> _Brief_
In full and without deviation, write out the entries that follow.

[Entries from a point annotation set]
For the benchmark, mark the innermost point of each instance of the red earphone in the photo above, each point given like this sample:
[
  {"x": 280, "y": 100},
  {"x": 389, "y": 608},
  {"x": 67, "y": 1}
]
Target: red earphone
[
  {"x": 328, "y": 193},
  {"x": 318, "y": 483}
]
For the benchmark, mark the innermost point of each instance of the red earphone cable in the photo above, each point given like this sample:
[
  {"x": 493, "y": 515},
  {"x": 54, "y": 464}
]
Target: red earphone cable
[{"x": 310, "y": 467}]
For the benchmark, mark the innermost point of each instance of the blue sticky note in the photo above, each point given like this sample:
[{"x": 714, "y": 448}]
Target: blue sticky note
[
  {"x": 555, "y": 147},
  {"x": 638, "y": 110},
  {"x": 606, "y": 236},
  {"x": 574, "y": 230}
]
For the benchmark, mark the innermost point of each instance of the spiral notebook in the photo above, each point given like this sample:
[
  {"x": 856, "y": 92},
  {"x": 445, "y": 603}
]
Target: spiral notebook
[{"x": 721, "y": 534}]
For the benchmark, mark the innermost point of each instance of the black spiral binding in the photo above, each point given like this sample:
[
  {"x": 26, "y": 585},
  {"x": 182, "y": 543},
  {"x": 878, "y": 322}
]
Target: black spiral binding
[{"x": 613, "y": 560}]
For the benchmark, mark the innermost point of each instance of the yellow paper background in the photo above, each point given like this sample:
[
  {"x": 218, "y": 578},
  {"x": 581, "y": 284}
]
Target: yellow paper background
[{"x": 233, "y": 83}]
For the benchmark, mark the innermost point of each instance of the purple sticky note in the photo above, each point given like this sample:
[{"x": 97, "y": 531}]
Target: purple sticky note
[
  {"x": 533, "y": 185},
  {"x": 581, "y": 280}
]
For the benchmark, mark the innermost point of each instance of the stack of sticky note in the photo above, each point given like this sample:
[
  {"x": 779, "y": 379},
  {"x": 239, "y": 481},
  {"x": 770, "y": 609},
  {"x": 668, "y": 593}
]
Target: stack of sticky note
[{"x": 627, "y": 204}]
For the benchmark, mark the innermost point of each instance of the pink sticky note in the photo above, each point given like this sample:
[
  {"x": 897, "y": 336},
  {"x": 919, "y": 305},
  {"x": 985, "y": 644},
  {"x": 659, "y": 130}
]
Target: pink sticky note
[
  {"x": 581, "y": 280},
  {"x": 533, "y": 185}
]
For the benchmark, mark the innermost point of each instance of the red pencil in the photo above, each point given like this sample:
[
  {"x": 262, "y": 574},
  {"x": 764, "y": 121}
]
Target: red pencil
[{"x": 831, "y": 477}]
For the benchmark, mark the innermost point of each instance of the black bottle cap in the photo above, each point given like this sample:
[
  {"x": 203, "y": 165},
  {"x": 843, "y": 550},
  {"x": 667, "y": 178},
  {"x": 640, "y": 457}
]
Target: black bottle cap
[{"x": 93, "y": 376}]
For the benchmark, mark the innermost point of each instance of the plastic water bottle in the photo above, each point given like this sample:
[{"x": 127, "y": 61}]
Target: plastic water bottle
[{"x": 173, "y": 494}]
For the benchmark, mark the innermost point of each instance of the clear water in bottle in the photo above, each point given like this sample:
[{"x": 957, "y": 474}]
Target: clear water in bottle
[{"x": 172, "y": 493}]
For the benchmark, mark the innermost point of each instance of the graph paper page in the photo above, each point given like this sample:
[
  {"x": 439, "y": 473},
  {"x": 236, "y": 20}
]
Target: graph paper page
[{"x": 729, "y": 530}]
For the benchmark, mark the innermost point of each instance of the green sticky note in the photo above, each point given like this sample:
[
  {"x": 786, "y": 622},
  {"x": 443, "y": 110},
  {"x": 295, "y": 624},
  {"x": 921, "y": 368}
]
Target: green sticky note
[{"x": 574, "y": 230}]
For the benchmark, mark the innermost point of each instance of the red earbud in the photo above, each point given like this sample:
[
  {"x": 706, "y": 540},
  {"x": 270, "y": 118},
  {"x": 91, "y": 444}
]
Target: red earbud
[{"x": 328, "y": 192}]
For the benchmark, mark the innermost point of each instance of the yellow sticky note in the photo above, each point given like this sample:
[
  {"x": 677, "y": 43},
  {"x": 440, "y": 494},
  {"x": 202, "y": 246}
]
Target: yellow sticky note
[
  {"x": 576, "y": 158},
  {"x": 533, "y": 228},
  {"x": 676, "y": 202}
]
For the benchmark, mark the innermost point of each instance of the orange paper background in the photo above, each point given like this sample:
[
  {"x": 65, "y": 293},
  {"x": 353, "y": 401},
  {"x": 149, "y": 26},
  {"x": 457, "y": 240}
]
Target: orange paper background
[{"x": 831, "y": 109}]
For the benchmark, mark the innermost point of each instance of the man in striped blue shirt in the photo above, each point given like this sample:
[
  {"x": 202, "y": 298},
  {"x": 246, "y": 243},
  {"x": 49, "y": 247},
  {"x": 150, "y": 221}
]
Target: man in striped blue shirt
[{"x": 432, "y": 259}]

> _Exercise result_
For the benchmark, mark the innermost point of each instance of the red earphone in the photo above, each point given like this sample:
[
  {"x": 280, "y": 100},
  {"x": 389, "y": 608},
  {"x": 67, "y": 1}
]
Target: red earphone
[
  {"x": 328, "y": 193},
  {"x": 318, "y": 483}
]
For the benchmark, mark the innermost point of each instance of the red earphone cable in the photo above, each point given like this sample:
[
  {"x": 493, "y": 515},
  {"x": 54, "y": 464}
]
Target: red earphone cable
[{"x": 310, "y": 467}]
For the benchmark, mark the innermost point of each instance of the blue sticky note in the photo above, each point given like this sample:
[{"x": 714, "y": 448}]
Target: blue sticky note
[
  {"x": 555, "y": 147},
  {"x": 638, "y": 110},
  {"x": 606, "y": 236},
  {"x": 574, "y": 230}
]
For the benchmark, mark the innermost point of each instance of the spiral notebook in the photo above, each point given like this sample:
[
  {"x": 856, "y": 92},
  {"x": 445, "y": 603}
]
Target: spiral notebook
[{"x": 721, "y": 534}]
For the benchmark, mark the innermost point of each instance of the black spiral binding in the photo above, each point given like this sample:
[
  {"x": 26, "y": 585},
  {"x": 182, "y": 543},
  {"x": 878, "y": 322}
]
Target: black spiral binding
[{"x": 613, "y": 560}]
For the benchmark, mark the innermost point of each instance of the yellow paper background in the photo above, each point given like this sample:
[
  {"x": 218, "y": 578},
  {"x": 581, "y": 284}
]
Target: yellow paper background
[{"x": 233, "y": 83}]
For the benchmark, mark the innermost point of each instance of the purple sticky note in the photo above, each point given like this sample:
[{"x": 97, "y": 531}]
Target: purple sticky note
[
  {"x": 533, "y": 185},
  {"x": 581, "y": 280}
]
For the benchmark, mark the innermost point of each instance of the stack of sticky note in the photo above, each point given like this sample:
[
  {"x": 779, "y": 379},
  {"x": 239, "y": 481},
  {"x": 770, "y": 609},
  {"x": 668, "y": 593}
]
Target: stack of sticky note
[{"x": 627, "y": 204}]
For the benchmark, mark the innermost point of each instance of the pink sticky note in the photo above, each point given like this sample:
[
  {"x": 897, "y": 336},
  {"x": 919, "y": 305},
  {"x": 985, "y": 644},
  {"x": 659, "y": 130}
]
Target: pink sticky note
[
  {"x": 581, "y": 280},
  {"x": 533, "y": 185}
]
For the benchmark, mark the innermost point of each instance of the red pencil in the photo above, each point given like this sample:
[
  {"x": 262, "y": 574},
  {"x": 764, "y": 121}
]
Target: red pencil
[{"x": 831, "y": 477}]
For the benchmark, mark the innermost point of each instance of the black bottle cap in the photo above, each point given like this sample:
[
  {"x": 203, "y": 165},
  {"x": 843, "y": 550},
  {"x": 667, "y": 178},
  {"x": 640, "y": 457}
]
Target: black bottle cap
[{"x": 93, "y": 376}]
For the benchmark, mark the innermost point of each instance of the plastic water bottle in the photo above, each point given like this sample:
[{"x": 127, "y": 61}]
Target: plastic water bottle
[{"x": 173, "y": 494}]
For the benchmark, mark the innermost point of each instance of the clear water in bottle in the photo above, each point given like this sample:
[{"x": 957, "y": 474}]
Target: clear water in bottle
[{"x": 172, "y": 493}]
For the benchmark, mark the innermost point of each instance of the graph paper page in the photo above, each point given like this sample:
[
  {"x": 439, "y": 473},
  {"x": 236, "y": 20}
]
Target: graph paper page
[{"x": 729, "y": 530}]
For the benchmark, mark the innermost point of each instance of the green sticky note in the photo above, each point given like this sample:
[
  {"x": 786, "y": 622},
  {"x": 443, "y": 110},
  {"x": 295, "y": 624},
  {"x": 921, "y": 368}
]
Target: green sticky note
[{"x": 574, "y": 230}]
For the benchmark, mark the innermost point of each instance of the red earbud in the photo above, each point given like this sample:
[
  {"x": 706, "y": 540},
  {"x": 270, "y": 118},
  {"x": 91, "y": 444}
]
Target: red earbud
[{"x": 328, "y": 192}]
For the benchmark, mark the innermost point of each instance of the yellow sticky note in the photo above, each point given like this sample:
[
  {"x": 677, "y": 43},
  {"x": 440, "y": 494},
  {"x": 202, "y": 246}
]
Target: yellow sticky note
[
  {"x": 576, "y": 158},
  {"x": 533, "y": 228},
  {"x": 676, "y": 202}
]
For the benchmark, mark the innermost point of each instance of the orange paper background in the photo above, each point given like this sample:
[
  {"x": 65, "y": 293},
  {"x": 353, "y": 401},
  {"x": 149, "y": 26},
  {"x": 457, "y": 240}
]
Target: orange paper background
[{"x": 831, "y": 109}]
For the benchmark, mark the innermost point of each instance of the man in striped blue shirt in the photo above, each point given like this sample:
[
  {"x": 202, "y": 298},
  {"x": 246, "y": 243},
  {"x": 49, "y": 247},
  {"x": 150, "y": 221}
]
Target: man in striped blue shirt
[{"x": 432, "y": 259}]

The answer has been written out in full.